## To be done:
Reproduce all of the material word for word.

[Entries from a dataset]
** start **

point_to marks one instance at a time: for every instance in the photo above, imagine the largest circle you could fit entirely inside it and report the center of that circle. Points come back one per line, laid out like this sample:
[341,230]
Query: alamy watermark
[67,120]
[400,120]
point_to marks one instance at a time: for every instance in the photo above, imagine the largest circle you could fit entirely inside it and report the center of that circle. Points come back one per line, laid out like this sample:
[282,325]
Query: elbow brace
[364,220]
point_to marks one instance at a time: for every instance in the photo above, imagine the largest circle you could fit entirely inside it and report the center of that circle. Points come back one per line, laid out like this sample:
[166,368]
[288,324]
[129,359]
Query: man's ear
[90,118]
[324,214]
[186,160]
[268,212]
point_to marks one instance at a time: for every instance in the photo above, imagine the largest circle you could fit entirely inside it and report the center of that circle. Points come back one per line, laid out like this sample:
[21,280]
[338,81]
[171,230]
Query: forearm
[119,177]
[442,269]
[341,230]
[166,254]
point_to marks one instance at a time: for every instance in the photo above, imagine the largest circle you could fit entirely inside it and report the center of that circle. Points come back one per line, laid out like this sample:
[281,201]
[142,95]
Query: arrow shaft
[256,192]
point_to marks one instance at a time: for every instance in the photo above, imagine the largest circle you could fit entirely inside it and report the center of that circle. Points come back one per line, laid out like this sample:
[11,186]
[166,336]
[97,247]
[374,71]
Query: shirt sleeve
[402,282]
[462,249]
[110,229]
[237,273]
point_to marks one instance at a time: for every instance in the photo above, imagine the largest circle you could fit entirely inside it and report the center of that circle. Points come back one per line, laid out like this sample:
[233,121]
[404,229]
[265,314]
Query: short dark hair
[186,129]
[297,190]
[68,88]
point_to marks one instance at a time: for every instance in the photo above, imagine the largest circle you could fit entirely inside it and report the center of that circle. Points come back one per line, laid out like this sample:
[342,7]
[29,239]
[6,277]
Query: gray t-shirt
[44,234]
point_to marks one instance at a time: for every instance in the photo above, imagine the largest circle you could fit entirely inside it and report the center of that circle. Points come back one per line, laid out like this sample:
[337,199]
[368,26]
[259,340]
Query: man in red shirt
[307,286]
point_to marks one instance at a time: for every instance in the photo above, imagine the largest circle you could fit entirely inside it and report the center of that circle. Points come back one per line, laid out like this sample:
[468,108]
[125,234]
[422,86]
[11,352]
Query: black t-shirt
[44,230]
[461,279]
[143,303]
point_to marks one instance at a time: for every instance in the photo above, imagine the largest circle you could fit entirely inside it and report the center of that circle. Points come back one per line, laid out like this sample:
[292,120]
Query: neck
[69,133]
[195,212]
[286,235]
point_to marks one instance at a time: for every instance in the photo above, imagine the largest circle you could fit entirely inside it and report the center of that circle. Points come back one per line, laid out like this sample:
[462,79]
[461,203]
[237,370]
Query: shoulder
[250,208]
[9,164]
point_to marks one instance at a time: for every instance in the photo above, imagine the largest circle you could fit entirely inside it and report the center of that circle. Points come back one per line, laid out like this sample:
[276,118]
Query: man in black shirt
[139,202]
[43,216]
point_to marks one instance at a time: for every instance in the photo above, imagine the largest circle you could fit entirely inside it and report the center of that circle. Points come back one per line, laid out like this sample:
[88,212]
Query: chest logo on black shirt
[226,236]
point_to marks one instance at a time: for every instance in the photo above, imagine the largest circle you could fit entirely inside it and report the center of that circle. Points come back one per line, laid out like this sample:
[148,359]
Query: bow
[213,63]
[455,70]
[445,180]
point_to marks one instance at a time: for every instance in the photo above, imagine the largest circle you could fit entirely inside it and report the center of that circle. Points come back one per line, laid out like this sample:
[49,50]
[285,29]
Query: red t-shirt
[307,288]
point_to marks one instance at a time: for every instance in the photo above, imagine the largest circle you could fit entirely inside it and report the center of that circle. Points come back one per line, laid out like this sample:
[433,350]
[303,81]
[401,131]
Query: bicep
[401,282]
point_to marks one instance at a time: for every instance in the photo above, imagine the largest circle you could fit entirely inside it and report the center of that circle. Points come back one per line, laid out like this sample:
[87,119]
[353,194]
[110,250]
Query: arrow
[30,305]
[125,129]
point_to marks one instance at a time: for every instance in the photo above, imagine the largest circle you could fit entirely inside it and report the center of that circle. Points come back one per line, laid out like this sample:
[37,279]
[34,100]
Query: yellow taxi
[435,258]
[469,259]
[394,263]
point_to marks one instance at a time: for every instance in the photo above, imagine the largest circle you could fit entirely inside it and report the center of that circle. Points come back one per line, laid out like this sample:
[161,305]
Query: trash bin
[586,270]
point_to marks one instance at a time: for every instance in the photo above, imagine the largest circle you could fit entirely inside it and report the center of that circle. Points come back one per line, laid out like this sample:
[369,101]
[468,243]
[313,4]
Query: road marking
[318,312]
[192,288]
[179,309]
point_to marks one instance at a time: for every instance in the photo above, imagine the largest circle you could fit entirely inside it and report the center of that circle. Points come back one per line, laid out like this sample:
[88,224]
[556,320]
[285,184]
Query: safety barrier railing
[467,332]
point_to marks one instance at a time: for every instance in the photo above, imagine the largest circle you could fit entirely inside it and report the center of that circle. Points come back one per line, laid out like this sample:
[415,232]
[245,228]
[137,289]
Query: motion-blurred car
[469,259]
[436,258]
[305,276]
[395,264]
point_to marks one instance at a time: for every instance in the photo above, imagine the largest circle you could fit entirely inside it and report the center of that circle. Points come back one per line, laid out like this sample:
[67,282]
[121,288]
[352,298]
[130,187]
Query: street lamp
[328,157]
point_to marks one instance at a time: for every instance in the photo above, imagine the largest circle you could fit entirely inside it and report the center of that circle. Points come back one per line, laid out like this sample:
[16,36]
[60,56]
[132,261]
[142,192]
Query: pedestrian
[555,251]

** end **

## In response:
point_to marks one instance at a time: for every instance in the photo above, imagine the largest circle you could fit entirely inside it and report the center of that circle. Points come back one per line, laid out like this sample:
[341,230]
Query: alamy watermark
[67,120]
[400,120]
point_to marks one instance at a time: for every instance in the photo above, imagine the largest circle you could fit entirely inside it and report the center of that circle. Points come back one per line, laid out like this sample:
[282,325]
Query: elbow brace
[364,220]
point_to marks one instance at a time: for every instance in the photo above, imagine the largest circle you could fit entirely inside it and report the center of that circle. Points come back one per line, laid out like this sample:
[166,368]
[288,324]
[129,359]
Query: man's ear
[90,118]
[324,214]
[186,160]
[268,212]
point_to marks one instance at a time: for every instance in the photo above, imagine the largest circle you could fit entirely inside it and report the center of that circle. Points come back one per line, laid out like this sample:
[21,280]
[338,81]
[171,230]
Query: forearm
[119,177]
[442,269]
[341,230]
[166,254]
point_to marks one instance at a time: for every instance in the photo above, imagine the largest circle you could fit entirely inside it and report the center of that circle. Points come back one per line, laid out like this sample:
[281,201]
[142,95]
Query: arrow shaft
[256,192]
point_to marks one instance at a time: for every instance in the photo above, imagine the largest circle you could fit entirely inside it and report the center of that circle. Points come back one per line, laid out like this sample:
[11,186]
[166,336]
[97,247]
[374,71]
Query: shirt sleeve
[402,282]
[462,249]
[110,229]
[237,273]
point_to marks one instance at a time: for every instance in the photo above, imagine the largest circle you could fit entirely inside it and report the center of that circle. Points come back one per line, laid out like this sample:
[233,121]
[404,229]
[265,314]
Query: short dark hair
[186,129]
[297,190]
[68,88]
point_to marks one instance at a time: for every instance in the photo above, imagine the largest circle you could fit entirely inside it and report the center of that circle. Points come back one per line, laid out like this sample:
[342,7]
[29,239]
[6,277]
Query: gray t-shirt
[44,234]
point_to marks one instance at a time: for every instance in the photo above, imagine the largest circle you could fit entirely inside it and report the center of that circle. Points come back one per line, laid out like this sample:
[337,199]
[368,26]
[259,340]
Query: man in red shirt
[307,286]
point_to marks one instance at a time: for every instance in the photo above, imagine the largest circle you could fit entirely inside it and report the center of that circle. Points come back one per line, laid out like this sample:
[468,108]
[125,234]
[422,86]
[11,352]
Query: black t-shirt
[44,230]
[461,279]
[143,303]
point_to marks one instance at a time: for every instance in the photo above, imagine the largest circle you could fit entirely inside it and report the center of that circle. Points come back one per line, laid out like this sample:
[292,120]
Query: neck
[69,133]
[195,212]
[286,235]
point_to marks one instance at a time: for every instance in the photo above, imagine the largest circle you could fit entirely inside it and report the center of that circle. Points come back one per line, laid out like this sample:
[462,79]
[461,203]
[237,370]
Query: shoulder
[250,208]
[9,164]
point_to marks one instance at a time: for every instance in the photo above, imagine the largest circle you could fit entirely inside it and report the center of that circle. Points come back one per line, laid out like this sample:
[276,118]
Query: man in black shirt
[139,202]
[43,216]
point_to marks one instance at a time: for every instance in the photo above, imagine the largest circle you could fit entirely inside it and report the center of that circle. Points come back one per line, laid out like this sample:
[88,212]
Query: chest logo on black shirt
[226,236]
point_to marks one instance at a time: for every instance in the photo above, imagine the largest circle you could fit entirely inside it and report the center of that circle. Points come back one per line, laid out like this sample:
[148,359]
Query: bow
[213,63]
[455,70]
[445,180]
point_to marks one instance at a time: for every instance in the photo above, imagine the largest circle you could fit entirely inside it and report the center of that circle. Points come back one per line, laid out like this sample:
[49,50]
[285,29]
Query: red t-shirt
[307,288]
point_to marks one instance at a time: for every instance in the photo above, imagine the largest circle you could fit entirely inside it and report the center of that circle. Points come back one per line, laid out like this sample:
[433,350]
[303,81]
[401,131]
Query: bicep
[401,282]
point_to marks one instance at a time: for every instance in the photo above, imagine the largest circle you could fit entirely inside it and report the center of that circle. Points come back one per line, laid out like this sample:
[87,119]
[353,194]
[110,250]
Query: arrow
[30,305]
[125,129]
point_to marks one instance at a time: for every instance in the photo above, imagine the largest circle you could fit entirely inside it and report the center of that circle. Points come back one per line, laid out like this sample:
[37,279]
[34,100]
Query: yellow taxi
[435,258]
[469,259]
[394,263]
point_to marks one instance at a time: for every instance in the photo above, imagine the largest circle you could fit entirely inside it and report the center of that circle. Points come back one per line, laid out like this sample:
[161,305]
Query: trash bin
[586,270]
point_to marks one instance at a time: for every instance in the photo above, imagine the largest circle you could fit entirely inside it and report the center of that circle. Points come back one per line, laid out like this sample:
[369,101]
[468,243]
[313,4]
Query: road marking
[318,312]
[192,288]
[179,309]
point_to marks one instance at a time: for every instance in the photo above, imagine the largest circle you could fit entirely inside it and report the center of that circle. Points come back one per line, laid out like this sample:
[88,224]
[556,320]
[285,184]
Query: safety barrier railing
[467,332]
point_to marks one instance at a time: for every instance in the photo above, imagine the largest circle you could fit entirely inside it and report the center of that circle. Points come back one per line, laid out like this sample:
[415,232]
[245,228]
[137,289]
Query: motion-blurred car
[469,259]
[436,258]
[305,276]
[395,264]
point_to marks one instance at a time: for every instance in the photo above, imagine the largest circle you could fit entirely inside it and report the center of that circle. Points come back one per line, laid out like this sample:
[67,282]
[121,288]
[352,298]
[130,187]
Query: street lamp
[328,157]
point_to marks one instance at a time: for every instance in the photo above, imagine the largest circle you could fit entirely inside it and report the center of that circle. Points come back one per line, laid out like this sample:
[16,36]
[60,56]
[132,261]
[142,192]
Query: pedestrian
[555,251]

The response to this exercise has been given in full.